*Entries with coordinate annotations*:
···

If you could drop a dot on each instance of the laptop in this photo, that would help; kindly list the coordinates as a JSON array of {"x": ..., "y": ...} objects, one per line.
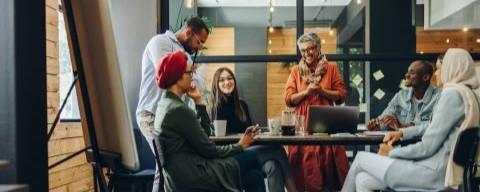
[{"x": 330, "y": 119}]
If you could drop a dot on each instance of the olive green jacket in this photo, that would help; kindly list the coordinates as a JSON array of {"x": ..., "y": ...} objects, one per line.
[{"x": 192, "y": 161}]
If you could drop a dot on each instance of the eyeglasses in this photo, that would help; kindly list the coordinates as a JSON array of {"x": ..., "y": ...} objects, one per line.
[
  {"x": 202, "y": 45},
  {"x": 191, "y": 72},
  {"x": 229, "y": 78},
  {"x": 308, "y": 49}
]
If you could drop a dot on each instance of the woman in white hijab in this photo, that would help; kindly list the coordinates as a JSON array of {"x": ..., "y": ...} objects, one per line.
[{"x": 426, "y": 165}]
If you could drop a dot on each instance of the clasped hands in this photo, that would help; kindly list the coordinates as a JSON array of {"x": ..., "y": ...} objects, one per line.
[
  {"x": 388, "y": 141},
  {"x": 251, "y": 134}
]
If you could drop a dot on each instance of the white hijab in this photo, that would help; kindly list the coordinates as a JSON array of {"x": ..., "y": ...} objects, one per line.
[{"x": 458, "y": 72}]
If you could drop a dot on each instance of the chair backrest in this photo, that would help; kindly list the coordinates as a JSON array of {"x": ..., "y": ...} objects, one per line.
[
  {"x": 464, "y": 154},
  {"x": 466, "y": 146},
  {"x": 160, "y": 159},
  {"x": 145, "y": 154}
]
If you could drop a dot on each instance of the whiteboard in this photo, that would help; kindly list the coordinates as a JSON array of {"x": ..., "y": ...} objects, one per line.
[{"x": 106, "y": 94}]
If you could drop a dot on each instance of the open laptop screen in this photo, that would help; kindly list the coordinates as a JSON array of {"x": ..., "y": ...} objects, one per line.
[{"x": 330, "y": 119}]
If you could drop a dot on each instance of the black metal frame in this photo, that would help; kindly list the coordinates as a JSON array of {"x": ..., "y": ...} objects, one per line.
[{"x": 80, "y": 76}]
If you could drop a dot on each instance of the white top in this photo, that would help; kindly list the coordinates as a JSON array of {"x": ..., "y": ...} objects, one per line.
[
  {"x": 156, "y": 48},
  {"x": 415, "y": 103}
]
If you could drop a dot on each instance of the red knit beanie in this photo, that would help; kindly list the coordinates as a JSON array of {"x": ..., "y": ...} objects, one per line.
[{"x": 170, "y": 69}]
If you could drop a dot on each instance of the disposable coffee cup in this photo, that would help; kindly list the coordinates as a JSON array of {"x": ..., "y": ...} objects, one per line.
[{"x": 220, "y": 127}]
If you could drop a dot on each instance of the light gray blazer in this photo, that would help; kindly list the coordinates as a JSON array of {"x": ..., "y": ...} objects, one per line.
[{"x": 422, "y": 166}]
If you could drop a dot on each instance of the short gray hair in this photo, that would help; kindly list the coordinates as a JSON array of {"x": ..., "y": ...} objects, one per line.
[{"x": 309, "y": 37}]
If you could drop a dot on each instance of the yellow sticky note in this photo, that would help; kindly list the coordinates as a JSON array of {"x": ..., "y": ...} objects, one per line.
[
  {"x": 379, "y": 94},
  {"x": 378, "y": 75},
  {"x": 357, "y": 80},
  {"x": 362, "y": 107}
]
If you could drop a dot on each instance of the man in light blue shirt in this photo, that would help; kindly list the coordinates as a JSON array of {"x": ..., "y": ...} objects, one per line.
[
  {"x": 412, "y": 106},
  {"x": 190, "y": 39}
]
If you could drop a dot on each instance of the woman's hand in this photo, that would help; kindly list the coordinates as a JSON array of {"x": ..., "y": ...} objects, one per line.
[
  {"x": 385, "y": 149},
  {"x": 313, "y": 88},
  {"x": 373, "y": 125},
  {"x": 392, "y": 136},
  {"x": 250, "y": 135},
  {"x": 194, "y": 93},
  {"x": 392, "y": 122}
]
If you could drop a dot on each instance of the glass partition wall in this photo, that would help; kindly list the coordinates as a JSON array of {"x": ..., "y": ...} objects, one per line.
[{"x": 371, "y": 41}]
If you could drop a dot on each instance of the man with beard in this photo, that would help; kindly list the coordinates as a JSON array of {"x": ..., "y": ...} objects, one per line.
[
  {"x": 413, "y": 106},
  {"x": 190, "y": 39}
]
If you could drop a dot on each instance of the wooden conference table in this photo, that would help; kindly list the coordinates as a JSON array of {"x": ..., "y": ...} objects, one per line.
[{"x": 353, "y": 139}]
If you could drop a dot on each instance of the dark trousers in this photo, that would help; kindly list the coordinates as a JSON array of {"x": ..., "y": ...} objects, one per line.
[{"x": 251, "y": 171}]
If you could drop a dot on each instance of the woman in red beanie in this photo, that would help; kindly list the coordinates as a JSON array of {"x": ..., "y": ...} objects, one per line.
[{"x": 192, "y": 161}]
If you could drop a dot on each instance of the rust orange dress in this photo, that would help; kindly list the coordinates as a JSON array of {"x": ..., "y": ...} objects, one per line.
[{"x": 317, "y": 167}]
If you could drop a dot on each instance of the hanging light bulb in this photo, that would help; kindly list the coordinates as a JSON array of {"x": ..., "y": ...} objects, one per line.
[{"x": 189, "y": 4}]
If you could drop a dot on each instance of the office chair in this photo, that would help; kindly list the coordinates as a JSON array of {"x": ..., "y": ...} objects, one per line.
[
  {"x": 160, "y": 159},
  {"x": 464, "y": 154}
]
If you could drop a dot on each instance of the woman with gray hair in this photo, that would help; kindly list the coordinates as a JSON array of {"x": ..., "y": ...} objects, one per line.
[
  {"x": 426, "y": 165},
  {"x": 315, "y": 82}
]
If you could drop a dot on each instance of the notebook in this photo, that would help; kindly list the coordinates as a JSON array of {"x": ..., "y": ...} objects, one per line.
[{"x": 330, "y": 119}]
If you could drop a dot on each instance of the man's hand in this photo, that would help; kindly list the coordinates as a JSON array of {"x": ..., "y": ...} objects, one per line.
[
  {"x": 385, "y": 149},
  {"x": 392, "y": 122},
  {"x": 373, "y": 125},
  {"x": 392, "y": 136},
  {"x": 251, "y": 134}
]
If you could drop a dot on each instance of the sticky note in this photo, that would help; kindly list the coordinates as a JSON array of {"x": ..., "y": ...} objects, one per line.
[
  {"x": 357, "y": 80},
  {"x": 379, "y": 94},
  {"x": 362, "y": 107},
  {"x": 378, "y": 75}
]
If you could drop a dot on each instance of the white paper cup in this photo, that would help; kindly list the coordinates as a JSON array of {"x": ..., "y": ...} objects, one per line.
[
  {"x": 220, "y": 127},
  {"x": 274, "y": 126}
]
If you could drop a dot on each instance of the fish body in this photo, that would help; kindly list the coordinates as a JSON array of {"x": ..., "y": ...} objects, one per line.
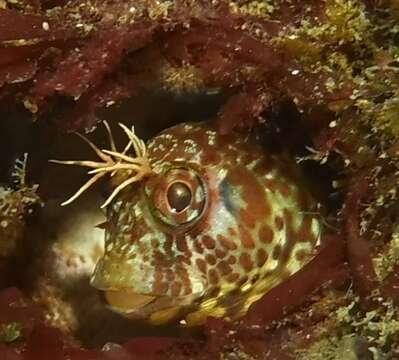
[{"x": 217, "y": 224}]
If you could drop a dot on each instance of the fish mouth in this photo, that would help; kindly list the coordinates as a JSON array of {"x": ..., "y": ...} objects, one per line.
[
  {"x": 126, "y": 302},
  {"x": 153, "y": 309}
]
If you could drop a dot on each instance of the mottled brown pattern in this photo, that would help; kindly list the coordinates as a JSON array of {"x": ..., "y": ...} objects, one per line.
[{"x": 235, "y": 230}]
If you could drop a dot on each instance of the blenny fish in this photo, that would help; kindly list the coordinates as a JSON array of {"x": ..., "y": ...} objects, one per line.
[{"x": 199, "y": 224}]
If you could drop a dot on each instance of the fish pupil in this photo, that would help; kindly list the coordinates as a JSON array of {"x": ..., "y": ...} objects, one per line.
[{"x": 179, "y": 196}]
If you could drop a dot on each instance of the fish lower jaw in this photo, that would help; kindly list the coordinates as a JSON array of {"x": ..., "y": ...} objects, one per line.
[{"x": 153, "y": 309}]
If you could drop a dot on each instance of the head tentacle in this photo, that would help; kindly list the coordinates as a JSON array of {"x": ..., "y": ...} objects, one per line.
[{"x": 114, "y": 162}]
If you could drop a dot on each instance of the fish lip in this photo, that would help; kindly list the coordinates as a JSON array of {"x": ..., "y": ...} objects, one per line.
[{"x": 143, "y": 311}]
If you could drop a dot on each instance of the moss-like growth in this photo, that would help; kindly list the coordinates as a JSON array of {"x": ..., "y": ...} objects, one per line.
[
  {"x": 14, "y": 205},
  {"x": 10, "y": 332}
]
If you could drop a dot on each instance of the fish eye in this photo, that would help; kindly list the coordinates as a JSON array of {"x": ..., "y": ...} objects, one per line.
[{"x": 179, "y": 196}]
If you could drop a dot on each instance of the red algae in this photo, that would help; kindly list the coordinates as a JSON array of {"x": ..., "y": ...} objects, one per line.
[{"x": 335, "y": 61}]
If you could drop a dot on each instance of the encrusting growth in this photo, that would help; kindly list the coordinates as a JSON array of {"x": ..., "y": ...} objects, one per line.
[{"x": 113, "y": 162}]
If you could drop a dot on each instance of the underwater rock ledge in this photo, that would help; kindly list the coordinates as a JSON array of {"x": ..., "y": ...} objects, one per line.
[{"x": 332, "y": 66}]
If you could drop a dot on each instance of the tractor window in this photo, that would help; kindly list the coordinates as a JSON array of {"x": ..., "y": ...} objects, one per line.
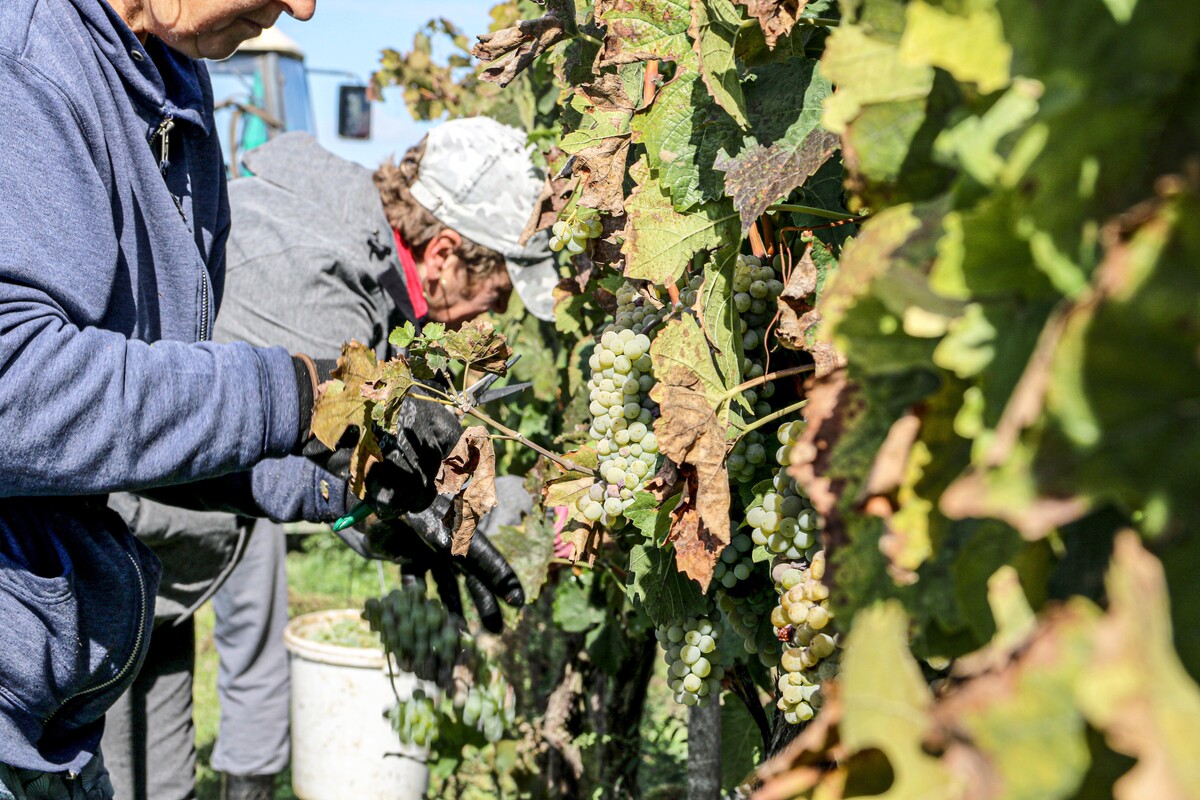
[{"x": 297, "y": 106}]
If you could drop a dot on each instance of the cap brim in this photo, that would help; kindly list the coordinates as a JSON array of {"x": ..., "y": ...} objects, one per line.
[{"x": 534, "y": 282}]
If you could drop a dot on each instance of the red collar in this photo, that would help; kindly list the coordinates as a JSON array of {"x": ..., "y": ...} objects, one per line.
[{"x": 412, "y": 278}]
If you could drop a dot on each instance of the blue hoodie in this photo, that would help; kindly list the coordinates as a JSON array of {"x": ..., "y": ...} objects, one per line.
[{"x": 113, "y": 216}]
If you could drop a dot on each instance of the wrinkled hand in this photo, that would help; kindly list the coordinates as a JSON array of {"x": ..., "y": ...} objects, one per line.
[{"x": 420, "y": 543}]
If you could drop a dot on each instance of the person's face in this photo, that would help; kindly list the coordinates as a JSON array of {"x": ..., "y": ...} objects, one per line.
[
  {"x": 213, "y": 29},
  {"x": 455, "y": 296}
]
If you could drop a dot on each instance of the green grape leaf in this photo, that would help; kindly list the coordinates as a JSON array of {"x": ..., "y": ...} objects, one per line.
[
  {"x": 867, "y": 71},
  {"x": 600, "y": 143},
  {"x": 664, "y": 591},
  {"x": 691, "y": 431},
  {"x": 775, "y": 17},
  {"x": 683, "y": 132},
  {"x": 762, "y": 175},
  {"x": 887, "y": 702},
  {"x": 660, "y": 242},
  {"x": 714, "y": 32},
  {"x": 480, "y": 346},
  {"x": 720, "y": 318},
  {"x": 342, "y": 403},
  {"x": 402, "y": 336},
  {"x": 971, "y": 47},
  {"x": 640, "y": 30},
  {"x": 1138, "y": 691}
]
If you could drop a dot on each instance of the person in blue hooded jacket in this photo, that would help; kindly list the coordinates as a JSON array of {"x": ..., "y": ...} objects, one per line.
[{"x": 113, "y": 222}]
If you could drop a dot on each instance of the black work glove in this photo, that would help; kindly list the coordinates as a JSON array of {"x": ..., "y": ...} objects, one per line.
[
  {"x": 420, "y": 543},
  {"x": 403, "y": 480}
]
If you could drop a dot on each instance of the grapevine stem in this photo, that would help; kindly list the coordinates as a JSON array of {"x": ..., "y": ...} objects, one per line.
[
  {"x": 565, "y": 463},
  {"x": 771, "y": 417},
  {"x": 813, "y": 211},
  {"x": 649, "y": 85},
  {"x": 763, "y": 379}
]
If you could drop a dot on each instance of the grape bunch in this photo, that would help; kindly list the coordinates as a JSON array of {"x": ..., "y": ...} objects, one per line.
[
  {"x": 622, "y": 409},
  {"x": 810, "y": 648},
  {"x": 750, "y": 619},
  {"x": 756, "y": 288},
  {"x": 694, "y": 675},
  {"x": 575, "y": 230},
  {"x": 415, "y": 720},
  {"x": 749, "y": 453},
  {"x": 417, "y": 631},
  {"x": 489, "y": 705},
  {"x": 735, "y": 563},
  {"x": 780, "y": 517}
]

···

Return the entries word for word, from the line containing "the person in" through the end of the entries.

If you could drop a dot on each instance of the person in blue hooded jacket in this photo, that would help; kindly list the coordinates as a JSON array of {"x": ..., "y": ...} objects, one per line.
[{"x": 113, "y": 222}]
If you could drop a dot on each instance of the black work glove in this photo, that would help; kindly list the coordinates as a JSON array of {"x": ..., "y": ...} objects, one per line.
[
  {"x": 420, "y": 543},
  {"x": 403, "y": 480}
]
If you could drop a dot on each instance of the grapevine stem in this photo, that would help; kindly list the coordinates as a JSON array of {"x": ..., "y": ...} objects, one per line.
[
  {"x": 565, "y": 463},
  {"x": 771, "y": 417},
  {"x": 813, "y": 211},
  {"x": 649, "y": 85},
  {"x": 763, "y": 379}
]
If you could drop a dot on each instance of the grape bunch in this photo, that would help; kindly list the coordinates as a JSON array of {"x": ..., "y": ...} objects, one per line.
[
  {"x": 622, "y": 409},
  {"x": 810, "y": 648},
  {"x": 750, "y": 619},
  {"x": 756, "y": 288},
  {"x": 694, "y": 675},
  {"x": 575, "y": 230},
  {"x": 415, "y": 720},
  {"x": 749, "y": 453},
  {"x": 417, "y": 631},
  {"x": 489, "y": 705},
  {"x": 735, "y": 563},
  {"x": 780, "y": 517}
]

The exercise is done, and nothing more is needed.